(Task instructions):
Every entry needs to be printed exactly, please.

(Task data):
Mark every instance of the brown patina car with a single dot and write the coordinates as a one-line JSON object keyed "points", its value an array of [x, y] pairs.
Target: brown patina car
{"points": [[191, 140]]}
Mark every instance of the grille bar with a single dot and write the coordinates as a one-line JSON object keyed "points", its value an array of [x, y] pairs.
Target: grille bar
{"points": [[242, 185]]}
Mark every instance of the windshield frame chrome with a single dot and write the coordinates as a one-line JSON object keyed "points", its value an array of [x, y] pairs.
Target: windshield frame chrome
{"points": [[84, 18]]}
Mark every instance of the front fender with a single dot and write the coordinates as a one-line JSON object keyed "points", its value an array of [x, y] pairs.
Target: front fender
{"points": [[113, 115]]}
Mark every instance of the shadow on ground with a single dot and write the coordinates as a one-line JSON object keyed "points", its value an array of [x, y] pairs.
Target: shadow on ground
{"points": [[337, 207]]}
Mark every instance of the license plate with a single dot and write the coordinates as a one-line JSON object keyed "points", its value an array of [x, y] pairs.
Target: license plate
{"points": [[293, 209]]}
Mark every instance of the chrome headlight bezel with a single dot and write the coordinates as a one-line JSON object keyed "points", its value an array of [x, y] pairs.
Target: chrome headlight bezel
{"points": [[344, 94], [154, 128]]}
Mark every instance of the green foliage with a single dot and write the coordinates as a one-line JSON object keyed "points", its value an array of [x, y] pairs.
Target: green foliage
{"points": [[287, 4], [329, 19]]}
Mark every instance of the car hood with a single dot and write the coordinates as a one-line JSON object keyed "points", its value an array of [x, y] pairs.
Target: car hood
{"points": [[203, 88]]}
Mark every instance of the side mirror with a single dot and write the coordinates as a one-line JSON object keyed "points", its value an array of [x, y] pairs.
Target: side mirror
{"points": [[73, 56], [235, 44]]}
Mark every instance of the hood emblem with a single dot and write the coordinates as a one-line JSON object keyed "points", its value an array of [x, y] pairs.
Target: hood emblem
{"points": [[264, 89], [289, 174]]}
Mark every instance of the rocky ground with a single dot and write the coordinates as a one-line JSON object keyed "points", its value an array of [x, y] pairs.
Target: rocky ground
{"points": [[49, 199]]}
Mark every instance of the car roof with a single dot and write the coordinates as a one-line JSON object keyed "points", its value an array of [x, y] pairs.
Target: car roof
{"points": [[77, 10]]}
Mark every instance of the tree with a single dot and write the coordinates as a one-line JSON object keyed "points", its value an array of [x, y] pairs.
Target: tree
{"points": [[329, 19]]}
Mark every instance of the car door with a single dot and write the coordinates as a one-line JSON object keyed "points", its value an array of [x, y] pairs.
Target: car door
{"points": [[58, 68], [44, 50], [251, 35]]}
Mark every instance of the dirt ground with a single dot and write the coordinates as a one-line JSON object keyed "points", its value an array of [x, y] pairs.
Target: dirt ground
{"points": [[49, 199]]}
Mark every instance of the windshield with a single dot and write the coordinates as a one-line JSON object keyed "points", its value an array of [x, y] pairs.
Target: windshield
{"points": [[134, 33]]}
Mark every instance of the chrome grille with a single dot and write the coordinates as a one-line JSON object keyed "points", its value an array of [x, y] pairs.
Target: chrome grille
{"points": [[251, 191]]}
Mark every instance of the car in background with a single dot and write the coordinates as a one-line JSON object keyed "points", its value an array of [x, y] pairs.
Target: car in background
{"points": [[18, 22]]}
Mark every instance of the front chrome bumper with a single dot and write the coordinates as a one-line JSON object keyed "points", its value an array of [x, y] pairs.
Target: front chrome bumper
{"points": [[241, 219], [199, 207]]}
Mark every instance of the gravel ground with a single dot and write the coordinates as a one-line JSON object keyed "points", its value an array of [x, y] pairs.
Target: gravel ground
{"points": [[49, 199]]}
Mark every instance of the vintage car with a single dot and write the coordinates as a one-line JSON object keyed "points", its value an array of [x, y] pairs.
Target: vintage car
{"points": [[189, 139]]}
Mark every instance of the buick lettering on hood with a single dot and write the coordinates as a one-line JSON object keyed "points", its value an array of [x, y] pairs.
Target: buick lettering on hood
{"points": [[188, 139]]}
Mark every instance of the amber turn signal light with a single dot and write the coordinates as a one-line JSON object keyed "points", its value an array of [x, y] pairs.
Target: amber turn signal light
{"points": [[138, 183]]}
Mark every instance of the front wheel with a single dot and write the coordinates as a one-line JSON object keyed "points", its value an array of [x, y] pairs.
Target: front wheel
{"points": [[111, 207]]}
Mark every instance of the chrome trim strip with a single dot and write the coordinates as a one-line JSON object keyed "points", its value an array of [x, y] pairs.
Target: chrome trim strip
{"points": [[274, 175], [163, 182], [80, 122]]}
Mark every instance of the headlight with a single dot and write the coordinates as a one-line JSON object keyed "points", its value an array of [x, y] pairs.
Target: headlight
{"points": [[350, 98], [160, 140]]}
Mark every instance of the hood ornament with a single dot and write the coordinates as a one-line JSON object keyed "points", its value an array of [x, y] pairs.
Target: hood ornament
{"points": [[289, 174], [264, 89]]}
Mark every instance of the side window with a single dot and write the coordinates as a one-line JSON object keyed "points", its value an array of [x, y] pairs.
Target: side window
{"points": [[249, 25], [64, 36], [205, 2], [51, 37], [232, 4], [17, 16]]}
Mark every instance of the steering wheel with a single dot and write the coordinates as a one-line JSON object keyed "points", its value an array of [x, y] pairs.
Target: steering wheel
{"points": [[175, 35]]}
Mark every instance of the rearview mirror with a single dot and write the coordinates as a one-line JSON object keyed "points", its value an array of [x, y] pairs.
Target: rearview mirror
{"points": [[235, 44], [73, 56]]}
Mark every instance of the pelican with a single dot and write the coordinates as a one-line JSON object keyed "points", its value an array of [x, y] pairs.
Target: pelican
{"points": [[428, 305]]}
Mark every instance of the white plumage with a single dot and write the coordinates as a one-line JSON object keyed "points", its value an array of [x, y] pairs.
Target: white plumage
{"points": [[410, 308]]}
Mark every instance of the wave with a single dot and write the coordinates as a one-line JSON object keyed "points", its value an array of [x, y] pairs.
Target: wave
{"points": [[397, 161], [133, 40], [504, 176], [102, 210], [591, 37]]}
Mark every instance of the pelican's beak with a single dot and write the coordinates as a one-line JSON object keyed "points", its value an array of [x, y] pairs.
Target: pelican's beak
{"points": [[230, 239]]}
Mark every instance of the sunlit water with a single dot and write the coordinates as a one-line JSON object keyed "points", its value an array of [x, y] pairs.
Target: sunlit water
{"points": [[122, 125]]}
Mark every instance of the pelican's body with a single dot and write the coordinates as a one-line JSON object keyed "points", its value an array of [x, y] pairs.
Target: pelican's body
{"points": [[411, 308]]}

(Task result):
Mark every instance of the brown patina car with a single dot and write the coordinates as a one-line JSON object keyed "points", its value an array of [x, y] pairs.
Target: brown patina car
{"points": [[191, 140]]}
Mark every instance of the grille bar with a single dot and write the coordinates as a one-line JSON object keyed "points", its value an array of [x, y] pairs.
Target: grille bar
{"points": [[242, 185]]}
Mark every instance of the windshield frame chrome with a single dot and write the coordinates as a one-line JSON object keyed "points", its value an array of [x, y] pairs.
Target: windshield frame chrome
{"points": [[84, 18]]}
Mark every instance of the front fender with a single dot and write the coordinates as a one-line JSON object keyed "points", its value an array of [x, y] pairs.
Target: front fender
{"points": [[113, 115]]}
Mark every instance of the shadow on ground with a single dot and write the coordinates as a one-line JSON object keyed "points", its value an array of [x, y] pairs.
Target: shadow on ground
{"points": [[337, 207]]}
Mark every instance of the license plate with a single dot and write the coordinates as a one-line JSON object keyed "points", its value an array of [x, y] pairs.
Target: license plate
{"points": [[293, 209]]}
Mark every instance of the chrome headlight bezel with a single dot and write the coordinates as a one-line JSON object keyed "points", its value an array of [x, y] pairs.
Target: chrome headlight bezel
{"points": [[344, 94], [154, 128]]}
Mark every instance of the green foliage with a single dot and write the coordinates as a one-line JSON object keyed "points", its value an array of [x, y] pairs.
Target: green foliage
{"points": [[287, 4], [329, 19]]}
Mark every instance of the car hood with a single dot and write the coordinates as a one-line JSON object keyed "points", its value an array of [x, y] pairs.
Target: car hood
{"points": [[203, 88]]}
Mark every instance of the side mirror with a single dot and write the coordinates as a one-line JSON object keyed "points", its value an array of [x, y] pairs.
Target: side mirror
{"points": [[73, 56], [235, 44]]}
Mark every instance of the hood emblem with a single dot and write the coordinates as a one-line JSON object keyed "points", its value an array of [x, y] pairs.
Target: hood emblem
{"points": [[264, 89], [289, 174]]}
Mark every instance of the rocky ground with a single dot and write the coordinates as a one-line JSON object keyed "points", its value an array of [x, y] pairs.
Target: rocky ground
{"points": [[49, 199]]}
Mark every instance of the car roof with a single dot and write the coordinates as a one-line JSON object keyed "points", its value an array of [x, y] pairs.
Target: car roof
{"points": [[77, 10]]}
Mark every instance of the tree with a single dot and write the coordinates as a one-line JSON object keyed "points", its value an array of [x, y] pairs.
Target: tree
{"points": [[329, 19]]}
Mark every instance of the car door with a single dot and write the coordinates as a one-line JSON object keyed "points", its value an array of [x, y] pairs.
Target: car door
{"points": [[58, 68], [44, 50], [251, 35]]}
Mark every instance of the dirt ground with a single dot and write the coordinates as a one-line JSON object keyed "points", its value an array of [x, y] pairs.
Target: dirt ground
{"points": [[49, 199]]}
Mark every instance of the windshield with a single dot and write the coordinates as a one-line JSON object keyed "points", its value an array of [x, y] pairs.
Target: windshield
{"points": [[134, 33]]}
Mark every instance of the chrome grille with a single dot and write the coordinates as a one-line JSON object keyed "points", its value an array of [x, y] pairs.
Target: chrome grille
{"points": [[251, 191]]}
Mark every instance of the car in background with a single dot and write the coordinates as a one-line JSON object keyed "points", its value an array of [x, y] pairs.
Target: car in background
{"points": [[18, 22]]}
Mark every instance of the front chrome bumper with a single dot and write the coordinates as a one-line JSON object keyed "points", its value an array of [x, y] pairs.
Target: front chrome bumper
{"points": [[241, 219], [199, 207]]}
Mark every instance of the gravel ground with a single dot and write the coordinates as a one-line JSON object keyed "points", its value an array of [x, y] pairs.
Target: gravel ground
{"points": [[49, 199]]}
Mark every instance of the vintage car with a single dot and write the coordinates as a one-line JSON object keyed "points", its value an array of [x, y] pairs.
Target: vintage car
{"points": [[189, 139]]}
Mark every instance of the buick lettering on hood with a single dot and write the coordinates as a one-line JSON object keyed "points", its value an array of [x, y] pairs.
Target: buick lettering on hood
{"points": [[188, 139]]}
Mark every instance of the amber turn signal light with a single dot and write the coordinates as a one-line JSON object keyed "points", its value an array of [x, y] pairs.
Target: amber turn signal light
{"points": [[138, 183]]}
Mark every instance of the front wheel with a single dot and write the coordinates as a one-line JSON object keyed "points", its value an array of [x, y] pairs.
Target: front wheel
{"points": [[111, 207]]}
Mark every instance of the chrome trim strip with a single dot and write the coordinates as a one-line JSON object keyed "points", its value an array of [x, y] pairs.
Target: chrome trim strip
{"points": [[274, 175], [163, 182], [80, 122]]}
Mark every instance of the headlight with a single dot and write the coordinates as a one-line JSON object keyed "points", its value an array of [x, y] pairs.
Target: headlight
{"points": [[350, 98], [160, 140]]}
Mark every instance of the hood ornament with a single dot and write the coordinates as a one-line JSON object keyed "points", its value an array of [x, y] pairs.
Target: hood ornament
{"points": [[289, 174], [264, 89]]}
Mark every instance of the side window with a single dot and write the coordinates as a one-line JSON object keyed "points", its value an array of [x, y] pairs.
Target: side window
{"points": [[249, 25], [64, 36], [205, 2], [51, 37], [232, 4], [17, 16]]}
Mark every instance of the steering wheel with a single dot and write the coordinates as a one-line JSON object keyed "points", its value an array of [x, y] pairs.
Target: steering wheel
{"points": [[175, 35]]}
Mark every instance of the rearview mirror with a single dot and write the coordinates as a one-line JSON object keyed "points", its value an array of [x, y] pairs.
Target: rearview mirror
{"points": [[235, 44], [73, 56]]}
Mark every instance of the pelican with a single dot and write the coordinates as a one-line JSON object keyed "points", its value an array of [x, y] pairs.
Target: pelican
{"points": [[428, 305]]}
Mark every instance of the white plumage with a single dot and write the coordinates as a one-line JSON object keyed "points", its value an array of [x, y] pairs.
Target: white plumage
{"points": [[410, 308]]}
Mark every instance of the wave with a single dot and write the coordinates as a one-line JSON object keyed "points", its value an array of [x, y] pairs.
Target: wave
{"points": [[397, 161], [133, 40], [504, 176], [102, 210], [591, 37]]}
Mark every instance of the pelican's beak with a single dot and write the coordinates as a one-line JSON object keyed "points", its value an array of [x, y] pairs.
Target: pelican's beak
{"points": [[230, 239]]}
Mark every instance of the sunlit water with a single dot and write the coordinates as a one-line JSON object keyed "points", its value an array of [x, y] pairs.
Target: sunlit water
{"points": [[122, 125]]}
Mark every instance of the pelican's body with a single dot and write the coordinates as a one-line JSON object keyed "points", its value an array of [x, y] pairs.
Target: pelican's body
{"points": [[411, 308]]}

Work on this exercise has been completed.